__STATED GOAL__:
Copy out all of the records below word for word, leaving out the pictures.

Shape labeling records
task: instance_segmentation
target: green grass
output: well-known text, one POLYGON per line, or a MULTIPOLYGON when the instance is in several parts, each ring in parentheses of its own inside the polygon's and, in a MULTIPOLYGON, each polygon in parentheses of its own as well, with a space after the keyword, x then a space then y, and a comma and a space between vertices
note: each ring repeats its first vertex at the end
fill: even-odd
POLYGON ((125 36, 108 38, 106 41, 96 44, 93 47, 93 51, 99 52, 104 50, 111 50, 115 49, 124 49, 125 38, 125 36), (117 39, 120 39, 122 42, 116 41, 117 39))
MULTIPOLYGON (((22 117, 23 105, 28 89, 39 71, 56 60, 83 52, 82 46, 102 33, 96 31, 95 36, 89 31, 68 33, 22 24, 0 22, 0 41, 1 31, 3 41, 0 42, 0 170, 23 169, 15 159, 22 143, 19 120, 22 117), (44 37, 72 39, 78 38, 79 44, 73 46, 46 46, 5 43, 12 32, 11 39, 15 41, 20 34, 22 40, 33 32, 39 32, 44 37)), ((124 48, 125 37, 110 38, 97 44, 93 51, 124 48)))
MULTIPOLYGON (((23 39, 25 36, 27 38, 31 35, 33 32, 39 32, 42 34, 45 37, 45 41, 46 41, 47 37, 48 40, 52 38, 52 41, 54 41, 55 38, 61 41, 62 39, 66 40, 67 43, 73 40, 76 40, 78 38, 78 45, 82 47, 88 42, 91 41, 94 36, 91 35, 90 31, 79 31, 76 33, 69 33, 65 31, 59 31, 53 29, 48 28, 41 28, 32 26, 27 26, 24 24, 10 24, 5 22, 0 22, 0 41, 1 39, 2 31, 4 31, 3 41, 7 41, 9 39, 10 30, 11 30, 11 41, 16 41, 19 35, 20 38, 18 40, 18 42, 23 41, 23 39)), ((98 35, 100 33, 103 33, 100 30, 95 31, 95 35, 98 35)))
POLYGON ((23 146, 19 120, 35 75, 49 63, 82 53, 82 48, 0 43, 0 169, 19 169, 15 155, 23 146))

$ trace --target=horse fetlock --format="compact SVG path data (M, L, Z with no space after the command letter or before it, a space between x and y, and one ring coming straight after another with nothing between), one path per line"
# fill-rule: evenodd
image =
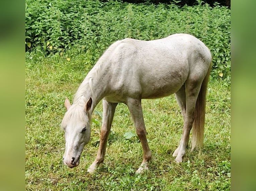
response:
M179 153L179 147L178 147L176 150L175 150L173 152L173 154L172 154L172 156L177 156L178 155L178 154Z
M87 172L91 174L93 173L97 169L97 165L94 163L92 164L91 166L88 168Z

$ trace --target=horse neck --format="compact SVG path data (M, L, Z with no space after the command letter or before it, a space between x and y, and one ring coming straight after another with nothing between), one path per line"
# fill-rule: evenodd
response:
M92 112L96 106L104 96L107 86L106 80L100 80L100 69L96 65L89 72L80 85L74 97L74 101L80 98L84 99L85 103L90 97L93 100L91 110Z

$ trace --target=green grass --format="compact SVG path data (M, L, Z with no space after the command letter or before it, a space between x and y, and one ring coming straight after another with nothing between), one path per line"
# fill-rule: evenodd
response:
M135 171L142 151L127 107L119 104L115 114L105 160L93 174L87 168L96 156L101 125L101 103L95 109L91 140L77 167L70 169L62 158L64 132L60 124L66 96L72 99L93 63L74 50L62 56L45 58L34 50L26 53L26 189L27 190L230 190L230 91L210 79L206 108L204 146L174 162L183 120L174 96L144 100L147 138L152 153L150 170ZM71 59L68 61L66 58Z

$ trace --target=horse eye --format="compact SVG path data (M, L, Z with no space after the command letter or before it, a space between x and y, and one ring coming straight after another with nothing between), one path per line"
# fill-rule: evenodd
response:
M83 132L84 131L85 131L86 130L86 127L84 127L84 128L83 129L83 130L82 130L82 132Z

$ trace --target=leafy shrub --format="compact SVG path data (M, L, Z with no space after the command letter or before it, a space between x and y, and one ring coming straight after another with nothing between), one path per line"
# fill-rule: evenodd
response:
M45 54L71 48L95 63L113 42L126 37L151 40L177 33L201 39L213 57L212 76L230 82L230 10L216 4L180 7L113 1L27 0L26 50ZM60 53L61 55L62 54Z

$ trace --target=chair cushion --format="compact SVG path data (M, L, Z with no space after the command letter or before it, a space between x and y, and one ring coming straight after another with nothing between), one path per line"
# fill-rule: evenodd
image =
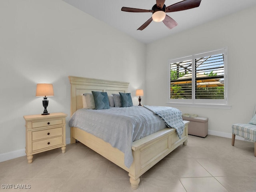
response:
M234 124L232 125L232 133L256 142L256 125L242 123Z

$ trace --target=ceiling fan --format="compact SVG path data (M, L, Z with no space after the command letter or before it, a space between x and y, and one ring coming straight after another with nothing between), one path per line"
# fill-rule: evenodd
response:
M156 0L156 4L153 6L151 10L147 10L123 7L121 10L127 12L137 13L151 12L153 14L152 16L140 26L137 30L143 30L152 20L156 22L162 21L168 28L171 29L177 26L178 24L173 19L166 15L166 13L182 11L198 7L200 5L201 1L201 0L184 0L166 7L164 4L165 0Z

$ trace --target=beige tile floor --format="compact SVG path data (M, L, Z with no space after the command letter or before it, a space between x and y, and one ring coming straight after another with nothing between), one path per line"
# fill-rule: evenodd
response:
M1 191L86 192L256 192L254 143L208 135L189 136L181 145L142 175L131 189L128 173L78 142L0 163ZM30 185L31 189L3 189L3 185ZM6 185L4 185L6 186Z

__EXERCISE SOLUTION__:
task: instance_segmentation
target: green grass
output: well-known text, one POLYGON per line, or a MULTIPOLYGON when the instance is in several parts, each ring in parentheses of its own inside the polygon's and, in a MULTIPOLYGON, each polygon in parentheses of its own as well, with a space after the keyword, x then a space then y, and a comma and a space between vertices
note: each ring repeats its first vertex at the end
fill: even-odd
POLYGON ((125 36, 108 38, 106 41, 96 44, 93 47, 93 51, 99 52, 104 50, 111 50, 115 49, 124 49, 125 38, 125 36), (117 39, 120 39, 122 42, 116 41, 117 39))
MULTIPOLYGON (((22 117, 23 105, 28 89, 39 71, 56 60, 83 52, 82 46, 102 33, 96 31, 95 36, 89 31, 68 33, 22 24, 0 22, 0 41, 1 31, 3 41, 0 42, 0 170, 23 169, 15 159, 22 143, 19 120, 22 117), (44 37, 72 39, 78 38, 79 44, 73 46, 46 46, 5 43, 12 32, 11 39, 15 41, 20 34, 22 40, 33 32, 39 32, 44 37)), ((124 48, 125 37, 110 38, 97 44, 93 51, 124 48)))
MULTIPOLYGON (((23 39, 25 36, 27 38, 31 35, 33 32, 39 32, 42 34, 45 37, 45 41, 46 41, 47 37, 48 40, 52 38, 52 41, 54 41, 55 38, 61 41, 62 39, 66 40, 67 43, 73 40, 76 40, 78 38, 78 45, 82 47, 88 42, 91 41, 94 36, 91 35, 90 31, 79 31, 76 33, 69 33, 65 31, 59 31, 53 29, 48 28, 41 28, 32 26, 27 26, 24 24, 10 24, 5 22, 0 22, 0 41, 1 39, 2 31, 4 31, 3 41, 7 41, 9 39, 10 30, 11 30, 11 41, 16 41, 19 35, 20 38, 18 40, 18 42, 23 41, 23 39)), ((98 35, 100 33, 103 33, 100 30, 95 31, 95 35, 98 35)))
POLYGON ((23 146, 19 120, 35 75, 49 63, 82 53, 82 48, 0 43, 0 169, 19 169, 15 155, 23 146))

$ trace --target=horse fetlock --format="compact SVG path data (M, L, Z with no space after the command letter or before it, a space between x and y, and one ring coming straight after another with nothing between), one path per line"
# fill-rule: evenodd
image =
response:
M179 153L179 147L178 147L176 150L175 150L173 152L173 154L172 154L172 156L177 156L178 155L178 154Z
M87 172L91 174L93 173L97 169L97 165L94 163L92 164L91 166L88 168Z

$ trace --target=horse neck --format="compact SVG path data (M, L, Z with no space after the command letter or before it, a space between x and y, and one ring coming straight after another with nothing between), one path per line"
# fill-rule: evenodd
response:
M92 112L96 106L104 96L107 86L106 80L100 80L100 69L96 65L89 72L80 85L74 97L74 101L80 98L84 99L85 103L90 97L93 100L91 110Z

$ trace --target=green grass --format="compact SVG path data (M, L, Z with no space after the command letter or before it, a space between x and y, and one ring coming straight after another with nothing between), one path per line"
# fill-rule: evenodd
response:
M135 171L142 151L127 107L119 104L115 114L105 160L93 174L87 168L96 156L101 125L101 103L95 109L91 140L77 167L70 169L62 158L64 132L60 124L66 96L72 99L93 63L74 50L62 56L45 58L34 50L26 53L26 189L27 190L230 190L230 91L210 79L206 108L204 146L174 162L183 120L174 96L144 100L147 138L152 153L150 170ZM71 59L68 61L66 58Z

$ trace --target=horse eye --format="compact SVG path data (M, L, Z with no space after the command letter or before it, a space between x and y, and one ring coming straight after another with nothing between), one path per line"
# fill-rule: evenodd
response:
M83 132L84 131L85 131L86 130L86 127L84 127L84 128L83 129L83 130L82 130L82 132Z

$ trace --target=leafy shrub --format="compact SVG path data (M, L, Z with no space after the command letter or before it, a space between x and y, and one ring coming straight after another with nothing between), one path per line"
# fill-rule: evenodd
response:
M45 54L71 48L95 63L113 42L126 37L151 40L177 33L201 39L213 57L212 76L230 82L230 10L216 4L180 7L113 1L27 0L26 50ZM60 53L61 55L62 54Z

$ trace --target=chair cushion --format="compact SVG path data (M, L, Z with no space after the command letter or before it, a space between x and y, and one ring coming straight after another with nothing between), one path per line"
# fill-rule: evenodd
image =
response:
M234 124L232 125L232 133L256 142L256 125L242 123Z

$ trace --target=ceiling fan --format="compact SVG path data (M, L, Z with no space after the command letter or before it, a space between x and y, and one ring coming straight after another with nothing between), one path per line"
# fill-rule: evenodd
response:
M156 0L156 4L153 6L151 10L147 10L123 7L121 10L127 12L137 13L151 12L153 14L152 16L140 26L137 30L143 30L152 20L156 22L162 21L168 28L171 29L177 26L178 24L173 19L166 15L166 13L182 11L198 7L200 5L201 1L201 0L184 0L166 7L164 4L165 0Z

$ trace --target=beige tile floor --format="compact SVG path data (M, L, Z with no space after the command letter or before it, a space between x and y, and one ring coming straight after another with nothing between), one path per line"
# fill-rule: evenodd
response:
M1 191L86 192L256 192L254 143L208 135L189 136L181 145L142 175L131 189L128 173L78 142L0 163ZM30 185L31 189L3 189L3 185ZM6 185L4 185L6 186Z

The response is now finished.